(EXTRACT TO READ)

----

How the L.A. Times Is Using Its Ford Foundation Grant
By
Krystal Nancoo-Russell
Krystal Nancoo-Russell (knancoorussell@gmail.com) is a graduate student at the Philip Merrill College of Journalism at the University of Maryland.
While many financially challenged news organizations have been shutting down bureaus in recent years, the Los Angeles Times is moving in a different direction.
The Times will open a long-sought bureau in Phoenix, thanks to an unusual $1 million grant from the Ford Foundation. The paper is hiring a bureau chief who will begin work in October.
Times editors had been kicking around the idea of launching a Phoenix bureau for nearly a decade, Assistant Managing Editor Ashley Dunn says. But doing so during a period of steep cutbacks would have been almost impossible.
"We keep flying reporters there from either the Las Vegas bureau or from Houston or from wherever to cover that area, but we all recognize that the best situation would be to have somebody actually based there, and so this really allowed us to do it," he says. "I mean we would have been sitting there for a long time discussing this issue without really being able to go ahead and open it without the grant."
The Times wants strong coverage of the border, Dunn says, and has reporters posted in Houston and San Diego. "But there is kind of a hole there in the Southwest. And whereas we can easily cover that hole, we said it would be great if we can dedicate somebody to that coverage there."
The grant has enabled the paper to hire five additional reporters. The Times is using the foundation largesse to intensify its coverage of immigration, ethnic communities in Southern California, the state prison system and the emerging economic powerhouse Brazil.
The Times has long wanted to strengthen its coverage of Brazil. But financial struggles have led to cutbacks rather than enhancements of its South American coverage.
Now, thanks to the grant, the paper has expanded travel and freelance funds available for Brazil correspondent Vincent Bevins, who is employed on a contractual basis, and other staffers who will help cover Brazil. The Ford money has also allowed the paper to cover the travel expenses of global correspondent Matthew Teague, who will now focus a little more of his coverage on Brazil.
"One of Matt Teague's first stories was about a long-running feud between families in sort of the hinterlands in Brazil," Dunn says. "The story was about the difficulty of ruling an emerging country where you have all these deeply ingrained conflicts."

----

(DATASET ENTRIES)
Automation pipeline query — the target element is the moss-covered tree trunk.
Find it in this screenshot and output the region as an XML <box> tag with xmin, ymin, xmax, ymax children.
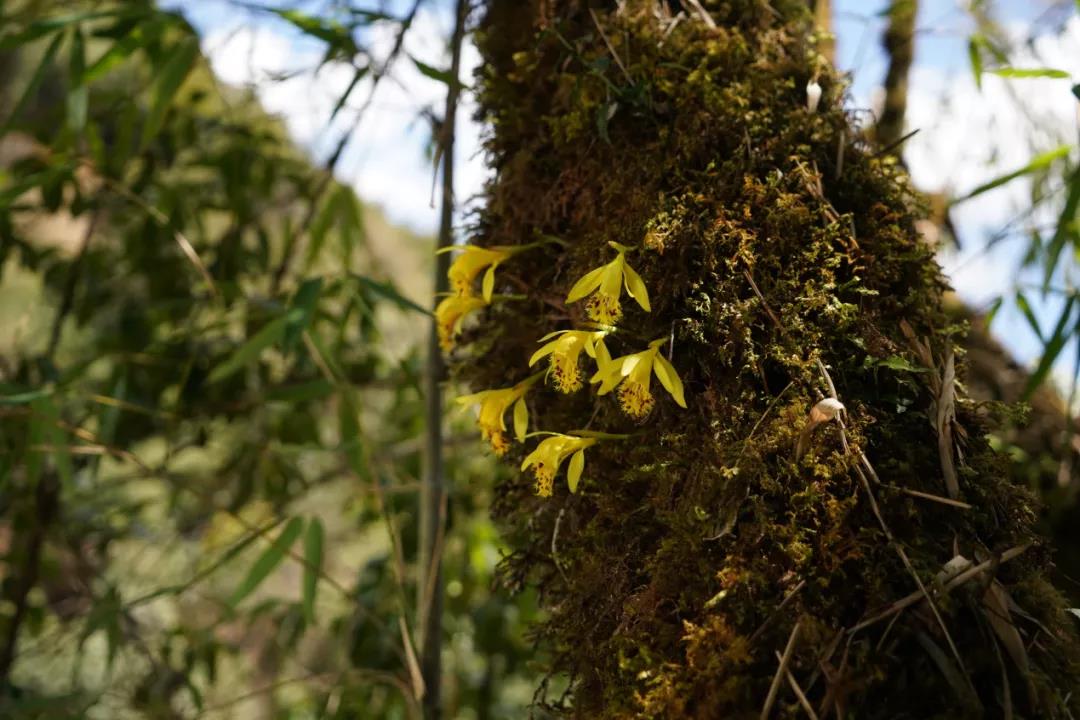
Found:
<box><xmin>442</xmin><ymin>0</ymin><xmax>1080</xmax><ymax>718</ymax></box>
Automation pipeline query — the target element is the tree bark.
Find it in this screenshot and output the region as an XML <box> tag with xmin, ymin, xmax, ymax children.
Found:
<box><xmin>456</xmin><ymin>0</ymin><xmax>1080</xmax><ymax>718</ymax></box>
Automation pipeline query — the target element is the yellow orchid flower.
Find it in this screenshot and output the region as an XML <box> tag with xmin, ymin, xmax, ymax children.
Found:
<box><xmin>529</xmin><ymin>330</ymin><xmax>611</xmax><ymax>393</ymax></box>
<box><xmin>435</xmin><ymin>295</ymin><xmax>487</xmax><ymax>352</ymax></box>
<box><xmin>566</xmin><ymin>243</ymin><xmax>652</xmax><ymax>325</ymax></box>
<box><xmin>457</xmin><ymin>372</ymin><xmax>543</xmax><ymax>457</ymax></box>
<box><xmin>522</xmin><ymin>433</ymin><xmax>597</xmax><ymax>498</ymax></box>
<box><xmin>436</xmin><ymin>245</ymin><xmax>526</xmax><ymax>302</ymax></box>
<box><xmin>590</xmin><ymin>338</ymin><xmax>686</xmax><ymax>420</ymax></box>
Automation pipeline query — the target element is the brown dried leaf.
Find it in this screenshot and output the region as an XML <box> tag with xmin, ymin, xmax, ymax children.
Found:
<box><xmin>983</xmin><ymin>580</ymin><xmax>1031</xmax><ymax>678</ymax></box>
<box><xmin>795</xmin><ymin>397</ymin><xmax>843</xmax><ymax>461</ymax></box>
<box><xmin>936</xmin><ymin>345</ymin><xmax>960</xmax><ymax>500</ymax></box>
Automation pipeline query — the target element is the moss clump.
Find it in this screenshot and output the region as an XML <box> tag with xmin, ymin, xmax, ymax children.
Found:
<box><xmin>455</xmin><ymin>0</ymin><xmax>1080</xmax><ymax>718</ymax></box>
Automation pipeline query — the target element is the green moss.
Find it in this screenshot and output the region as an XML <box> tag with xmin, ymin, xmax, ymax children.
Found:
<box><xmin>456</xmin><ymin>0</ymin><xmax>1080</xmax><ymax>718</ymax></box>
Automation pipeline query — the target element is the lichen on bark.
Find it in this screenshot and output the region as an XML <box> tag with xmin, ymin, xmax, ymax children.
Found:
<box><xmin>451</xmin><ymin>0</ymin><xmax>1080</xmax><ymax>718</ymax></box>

----

(OBJECTIVE 1)
Reproduce the article on the L.A. Times grant between "Now, thanks to" and "coverage on Brazil.", inclusive, replacing "freelance funds" with "freelance budgets".
(OBJECTIVE 2)
Output the rows that follow the article as a two-column CSV with the columns "query" and "box". Include only the rows between the line holding "Automation pipeline query — the target element is the brown" and the end of the rows, inclusive, with one CSV row per request, each field quoted and line breaks turned into spaces.

(FINAL RESULT 1)
Now, thanks to the grant, the paper has expanded travel and freelance budgets available for Brazil correspondent Vincent Bevins, who is employed on a contractual basis, and other staffers who will help cover Brazil. The Ford money has also allowed the paper to cover the travel expenses of global correspondent Matthew Teague, who will now focus a little more of his coverage on Brazil.

(FINAL RESULT 2)
query,box
"Automation pipeline query — the target element is the brown dried leaf. Find it in this screenshot and output the region as an XML <box> tag with xmin, ymin, xmax, ymax children. Found:","<box><xmin>983</xmin><ymin>580</ymin><xmax>1031</xmax><ymax>678</ymax></box> <box><xmin>795</xmin><ymin>397</ymin><xmax>843</xmax><ymax>461</ymax></box> <box><xmin>936</xmin><ymin>345</ymin><xmax>960</xmax><ymax>500</ymax></box>"
"Automation pipeline query — the target element is the moss clump. Find it in this screenshot and output the region as an XML <box> tag with xmin, ymin, xmax, ymax children. Found:","<box><xmin>455</xmin><ymin>0</ymin><xmax>1080</xmax><ymax>718</ymax></box>"
"Automation pipeline query — the target element is the green moss. Find it in this screenshot and output the region as an XML <box> tag with xmin, ymin, xmax, ymax children. Found:","<box><xmin>456</xmin><ymin>0</ymin><xmax>1080</xmax><ymax>718</ymax></box>"
"Automation pipeline query — the target element is the lichen on bark. Find it in this screenshot and output the region as an XML <box> tag with xmin, ymin, xmax, ymax children. Found:","<box><xmin>451</xmin><ymin>0</ymin><xmax>1080</xmax><ymax>718</ymax></box>"